§ What is needed:
Please reproduce the lines below with no changes, covering every entry.

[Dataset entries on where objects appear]
>> begin

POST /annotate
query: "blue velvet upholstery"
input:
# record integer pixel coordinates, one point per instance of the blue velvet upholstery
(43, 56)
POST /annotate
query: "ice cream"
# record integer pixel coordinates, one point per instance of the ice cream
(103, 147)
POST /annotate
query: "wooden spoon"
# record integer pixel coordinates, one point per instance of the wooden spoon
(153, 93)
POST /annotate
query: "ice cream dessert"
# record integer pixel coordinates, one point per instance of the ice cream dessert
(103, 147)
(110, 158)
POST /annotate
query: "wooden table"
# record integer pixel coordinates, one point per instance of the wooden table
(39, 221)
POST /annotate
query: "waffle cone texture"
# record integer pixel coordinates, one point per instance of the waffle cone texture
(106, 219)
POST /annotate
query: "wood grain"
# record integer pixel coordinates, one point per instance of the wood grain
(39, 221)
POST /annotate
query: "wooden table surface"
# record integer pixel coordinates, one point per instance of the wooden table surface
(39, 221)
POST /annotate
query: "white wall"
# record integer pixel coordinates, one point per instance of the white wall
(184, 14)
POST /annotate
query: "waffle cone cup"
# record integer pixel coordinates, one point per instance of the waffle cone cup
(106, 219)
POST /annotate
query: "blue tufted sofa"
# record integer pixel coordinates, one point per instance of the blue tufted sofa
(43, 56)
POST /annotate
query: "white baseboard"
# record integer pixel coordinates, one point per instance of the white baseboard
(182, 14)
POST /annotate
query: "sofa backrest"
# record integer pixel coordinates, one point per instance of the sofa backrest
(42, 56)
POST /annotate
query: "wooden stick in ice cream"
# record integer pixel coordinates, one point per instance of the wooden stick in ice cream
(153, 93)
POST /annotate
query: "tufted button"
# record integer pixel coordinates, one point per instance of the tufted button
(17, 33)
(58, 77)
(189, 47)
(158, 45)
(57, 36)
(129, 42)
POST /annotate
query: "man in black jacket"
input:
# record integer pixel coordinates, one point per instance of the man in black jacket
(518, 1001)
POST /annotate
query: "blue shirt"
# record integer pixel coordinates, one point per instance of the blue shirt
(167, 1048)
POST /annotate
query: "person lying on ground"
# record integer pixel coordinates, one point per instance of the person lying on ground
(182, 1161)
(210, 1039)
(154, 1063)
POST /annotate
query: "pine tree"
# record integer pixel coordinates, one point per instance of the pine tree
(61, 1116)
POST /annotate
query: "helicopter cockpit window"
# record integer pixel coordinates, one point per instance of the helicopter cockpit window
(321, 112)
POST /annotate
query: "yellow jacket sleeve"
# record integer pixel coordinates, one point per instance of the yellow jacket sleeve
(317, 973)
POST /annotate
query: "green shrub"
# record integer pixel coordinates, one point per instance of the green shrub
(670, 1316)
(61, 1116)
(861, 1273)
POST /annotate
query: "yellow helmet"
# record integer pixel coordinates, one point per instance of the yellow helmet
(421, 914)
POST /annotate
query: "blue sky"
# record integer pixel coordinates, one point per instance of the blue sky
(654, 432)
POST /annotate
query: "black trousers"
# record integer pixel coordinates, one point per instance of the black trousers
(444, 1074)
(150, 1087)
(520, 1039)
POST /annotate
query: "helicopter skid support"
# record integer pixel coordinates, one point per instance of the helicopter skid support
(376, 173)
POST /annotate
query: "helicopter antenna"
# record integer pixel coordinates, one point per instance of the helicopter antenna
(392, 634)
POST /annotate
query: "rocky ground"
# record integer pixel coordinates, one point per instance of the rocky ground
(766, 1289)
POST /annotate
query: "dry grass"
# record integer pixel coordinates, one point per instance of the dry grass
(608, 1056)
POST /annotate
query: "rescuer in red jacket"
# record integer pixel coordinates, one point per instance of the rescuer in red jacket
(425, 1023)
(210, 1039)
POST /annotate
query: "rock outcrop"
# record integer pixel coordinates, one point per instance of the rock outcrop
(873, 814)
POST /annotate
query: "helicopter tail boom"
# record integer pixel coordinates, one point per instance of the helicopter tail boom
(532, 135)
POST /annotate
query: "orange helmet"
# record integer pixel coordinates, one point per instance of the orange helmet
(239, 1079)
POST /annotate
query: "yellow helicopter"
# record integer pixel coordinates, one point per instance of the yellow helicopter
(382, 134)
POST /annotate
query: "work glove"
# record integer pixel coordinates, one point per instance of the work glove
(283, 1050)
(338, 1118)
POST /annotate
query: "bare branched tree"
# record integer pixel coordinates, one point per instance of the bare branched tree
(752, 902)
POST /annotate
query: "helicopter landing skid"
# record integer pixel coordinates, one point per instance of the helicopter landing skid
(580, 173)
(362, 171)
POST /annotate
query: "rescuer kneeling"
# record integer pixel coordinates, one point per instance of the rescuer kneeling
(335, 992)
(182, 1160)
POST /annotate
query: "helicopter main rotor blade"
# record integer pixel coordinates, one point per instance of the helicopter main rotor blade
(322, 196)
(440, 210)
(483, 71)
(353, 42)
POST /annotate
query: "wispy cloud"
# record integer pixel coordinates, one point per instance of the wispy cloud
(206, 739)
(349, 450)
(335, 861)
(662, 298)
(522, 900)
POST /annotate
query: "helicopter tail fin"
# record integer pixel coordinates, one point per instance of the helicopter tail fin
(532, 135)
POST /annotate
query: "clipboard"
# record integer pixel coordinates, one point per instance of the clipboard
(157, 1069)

>> end

§ Finished exercise:
POST /annotate
query: "blue velvet upholstery"
input:
# record integer pixel coordinates, one point per instance of the blue velvet upholstery
(43, 56)
POST /annotate
query: "ice cream"
# record integer pixel coordinates, one point per instance of the ice cream
(103, 147)
POST /annotate
query: "wooden spoon"
# record integer pixel coordinates, one point per instance of the wooden spoon
(153, 93)
POST /annotate
query: "ice cream dessert"
# record integer pixel coordinates, one point per instance of the ice cream dessert
(103, 147)
(110, 158)
POST /annotate
query: "wooden table"
# record integer pixel coordinates, one point per instance of the wooden table
(39, 221)
POST /annotate
query: "waffle cone texture"
# record integer pixel coordinates, one point per instance of the waffle cone texture
(106, 219)
POST /annotate
query: "wood grain"
# record integer pixel coordinates, one point per instance of the wood grain
(39, 221)
POST /annotate
query: "wooden table surface"
# record integer pixel coordinates, one point per instance of the wooden table surface
(39, 221)
POST /annotate
query: "white wall"
# record integer pixel coordinates, one point per instance of the white wall
(184, 14)
POST /annotate
query: "waffle cone cup"
# record integer pixel coordinates, one point per instance of the waffle cone cup
(106, 219)
POST /annotate
query: "blue tufted sofa"
# record integer pixel coordinates, one point per instance of the blue tufted sofa
(43, 56)
POST /annotate
query: "white baseboard"
# record integer pixel coordinates, one point per instance of the white baseboard
(182, 14)
POST /annotate
query: "sofa backrest"
# record integer pixel coordinates, one point per instance of the sofa backrest
(42, 56)
POST /annotate
query: "wooden stick in ice cream"
# record integer pixel coordinates, one point per instance of the wooden stick in ice cream
(153, 93)
POST /annotate
query: "tufted button"
# record integer pixel coordinates, one point per instance of the tufted button
(17, 33)
(58, 77)
(189, 47)
(158, 45)
(57, 36)
(129, 42)
POST /annotate
query: "man in black jacket"
input:
# record integer pixel coordinates, one point per instance of the man in black jacket
(518, 1001)
POST /annotate
query: "blue shirt"
# record integer pixel coordinates, one point per instance of the blue shirt
(167, 1048)
POST /annotate
query: "person lying on ground"
# record integer pixel coordinates, one point per instance of the person lying on ground
(182, 1161)
(210, 1039)
(154, 1063)
POST /annotate
query: "pine tree"
# record integer pixel coordinates, one point per instance of the pine tree
(61, 1116)
POST /annotate
query: "helicopter cockpit window"
# record integer pixel coordinates, one point per instance of the helicopter cockpit window
(321, 112)
POST /annotate
query: "yellow jacket sleeve"
# record integer pixel coordinates, one point per instance of the yellow jacket sleeve
(317, 973)
POST /annotate
query: "green shrub"
# record integer pixel coordinates, one point per instance of the green shrub
(670, 1316)
(61, 1116)
(861, 1273)
POST /annotate
query: "yellow helmet"
# record integer pixel coordinates, one point per instance of the yellow helmet
(421, 914)
POST /annotate
query: "blue sky"
# record integer pixel coordinates, one point per instance of the blue sky
(654, 432)
POST /annotate
query: "black trousers"
# record integer pixel coordinates, one point per instance of the black trousers
(444, 1074)
(150, 1087)
(520, 1039)
POST /annotate
query: "helicopter skid support"
# record integer pixel coordinates, one point per instance of the helicopter skid support
(376, 173)
POST /annotate
query: "helicopter antenna"
# record integer pixel coordinates, one point per instance of the helicopter antenna
(392, 634)
POST /annotate
query: "rocky ground"
# record integer pixel coordinates, one point per instance of the rocky ground
(766, 1289)
POST /annotate
query: "dry grass"
# record integer pixel coordinates, one point per instance of the dry grass
(608, 1056)
POST /annotate
query: "rescuer in red jacket"
# record integer pixel coordinates, one point per instance of the rescuer in red jacket
(425, 1023)
(210, 1039)
POST /annotate
query: "rock outcrop"
# record integer pixel coordinates, one point per instance of the rock outcrop
(873, 814)
POST /annotate
query: "helicopter tail boom"
# record integer pixel coordinates, one point per instance of the helicopter tail boom
(532, 135)
POST /annotate
query: "orange helmet"
# record integer pixel coordinates, one point per instance of the orange helmet
(239, 1079)
POST /annotate
query: "yellow helicopter"
# record integer pixel coordinates, one point per instance of the yellow helicopter
(382, 134)
POST /annotate
query: "work glove"
# record integer pixel coordinates, one point per instance of the work glove
(283, 1050)
(338, 1118)
POST /annotate
query: "bare branched tree"
# record integer pixel coordinates, one point per instance of the bare branched tree
(752, 902)
POST /annotate
query: "helicopter landing skid"
# record integer pixel coordinates, one point per instance of the helicopter landing skid
(580, 173)
(362, 171)
POST /annotate
query: "rescuer kneeling"
# record integer pixel coordinates, one point per instance of the rescuer kneeling
(335, 992)
(182, 1160)
POST /annotate
query: "helicopter main rotor blade"
# record integer pixel coordinates, one point per instance of the helicopter main rotor blade
(322, 196)
(440, 210)
(483, 71)
(353, 42)
POST /annotate
query: "wispy cloud"
# record integer pixel coordinates, one point per instance of the wispy cloud
(206, 739)
(349, 450)
(335, 861)
(662, 298)
(522, 900)
POST /annotate
query: "helicopter tail fin"
# record integer pixel coordinates, one point per instance of the helicopter tail fin
(532, 135)
POST /annotate
query: "clipboard"
# record integer pixel coordinates, one point per instance of the clipboard
(157, 1069)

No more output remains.